[Extracted data entries]
━━━━━━━━━━━━━━━━━━━━

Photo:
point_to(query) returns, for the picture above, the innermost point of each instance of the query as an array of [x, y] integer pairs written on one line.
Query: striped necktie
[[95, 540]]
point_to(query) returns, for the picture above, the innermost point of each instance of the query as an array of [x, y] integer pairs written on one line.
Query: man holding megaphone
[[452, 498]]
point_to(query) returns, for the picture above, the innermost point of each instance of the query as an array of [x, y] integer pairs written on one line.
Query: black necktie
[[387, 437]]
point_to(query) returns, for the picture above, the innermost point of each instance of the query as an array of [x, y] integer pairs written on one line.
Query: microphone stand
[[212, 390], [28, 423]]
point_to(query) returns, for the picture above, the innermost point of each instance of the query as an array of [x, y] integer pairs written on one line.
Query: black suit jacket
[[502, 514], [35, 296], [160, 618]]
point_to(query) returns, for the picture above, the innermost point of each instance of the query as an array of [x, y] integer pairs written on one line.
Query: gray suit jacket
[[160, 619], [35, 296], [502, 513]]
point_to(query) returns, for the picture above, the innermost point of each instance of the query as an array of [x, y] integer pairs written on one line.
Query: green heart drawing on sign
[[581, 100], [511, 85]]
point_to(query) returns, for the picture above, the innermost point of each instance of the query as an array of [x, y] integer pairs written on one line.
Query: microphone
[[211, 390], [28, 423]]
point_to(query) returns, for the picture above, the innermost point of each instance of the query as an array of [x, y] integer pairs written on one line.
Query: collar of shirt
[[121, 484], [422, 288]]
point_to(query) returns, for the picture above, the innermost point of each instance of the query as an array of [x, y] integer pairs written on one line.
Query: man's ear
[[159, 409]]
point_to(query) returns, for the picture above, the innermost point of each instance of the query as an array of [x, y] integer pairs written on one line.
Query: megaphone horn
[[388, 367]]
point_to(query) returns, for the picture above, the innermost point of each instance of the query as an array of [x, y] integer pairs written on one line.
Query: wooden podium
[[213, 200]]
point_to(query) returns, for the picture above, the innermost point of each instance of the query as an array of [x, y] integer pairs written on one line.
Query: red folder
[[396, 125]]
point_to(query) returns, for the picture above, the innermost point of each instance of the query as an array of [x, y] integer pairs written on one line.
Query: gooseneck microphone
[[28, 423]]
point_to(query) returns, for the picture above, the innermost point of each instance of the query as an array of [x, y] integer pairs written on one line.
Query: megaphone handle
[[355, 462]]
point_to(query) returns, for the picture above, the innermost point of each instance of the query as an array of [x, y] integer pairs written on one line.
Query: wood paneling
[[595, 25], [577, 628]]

━━━━━━━━━━━━━━━━━━━━

Work order:
Each record above should be repeated exactly.

Solution to the problem:
Photo:
point_to(query) returns, for the picture above, the innermost point of each instance of the query as an array of [x, y] integer pairs written on one line.
Query: striped necktie
[[95, 540]]
point_to(query) returns, for the picture above, the innermost point of each instance of the query as an array of [x, y] integer pairs written on one line.
Query: man holding megaphone
[[452, 498]]
point_to(query) returns, for the picture above, the innermost point of each instance of the query as an array of [x, y] integer pairs written on one line.
Query: black necktie
[[387, 437]]
point_to(query) returns, for the picture above, the innermost point of each instance of the query as an array of [x, y] integer pairs written on one line.
Query: microphone stand
[[212, 390], [28, 423]]
point_to(query) returns, for the picture above, the innermost point of each instance of the query as an array of [x, y] integer pairs written on one line.
Query: black suit jacket
[[502, 514], [35, 296], [160, 618]]
point_to(query) returns, for the picture above, the innermost point of each instance of the query as an array of [x, y] integer pairs written on one line.
Query: gray suit jacket
[[160, 619], [35, 296], [502, 513]]
point_to(query) returns, for the picture above, the innermost point of each instance of the query as an array of [x, y] integer pairs written on one line.
Query: green heart drawing on sign
[[581, 100], [511, 85]]
point_to(query) returns, for the picture above, the innermost point of each instance of the query as an array of [x, y] integer pairs written on one line.
Query: microphone
[[211, 390], [28, 423]]
point_to(query) returns, for the picture above, the innermost point of each instance of the query as an array of [x, y] integer pairs written on one line.
Query: collar of shirt
[[121, 484], [422, 288]]
point_to(query) returns, for the picture above, the innermost point of each instance of the query as an array of [x, y] integer pairs written on one line.
Query: man's ear
[[159, 409]]
point_to(query) returns, for the picture above, the innermost point of each instance of the query as an array of [x, y] integer pairs written on one line.
Query: megaphone horn
[[388, 367]]
point_to(query) returns, for the picture above, the innermost point of each instance of the query as an array of [x, y] integer pairs written on one line.
Query: wooden podium
[[213, 200]]
point_to(query) returns, for the picture above, the innermost point of each instance of the query as an array of [x, y] integer pairs written on one line.
Query: red folder
[[396, 125]]
point_to(query) returns, for the picture above, the innermost point of each instance of the query as an array of [x, y] integer pairs written on one line.
Query: gooseneck microphone
[[28, 423]]
point_to(query) returns, for the picture above, the innermost point of each instance of the query as an array of [x, y] integer pairs written on one line.
Query: megaphone handle
[[355, 462]]
point_to(query) returns, for the picture above, the innermost point of each instance of the query as an array of [x, y] integer pairs written on one line.
Query: wood paneling
[[595, 25], [577, 628]]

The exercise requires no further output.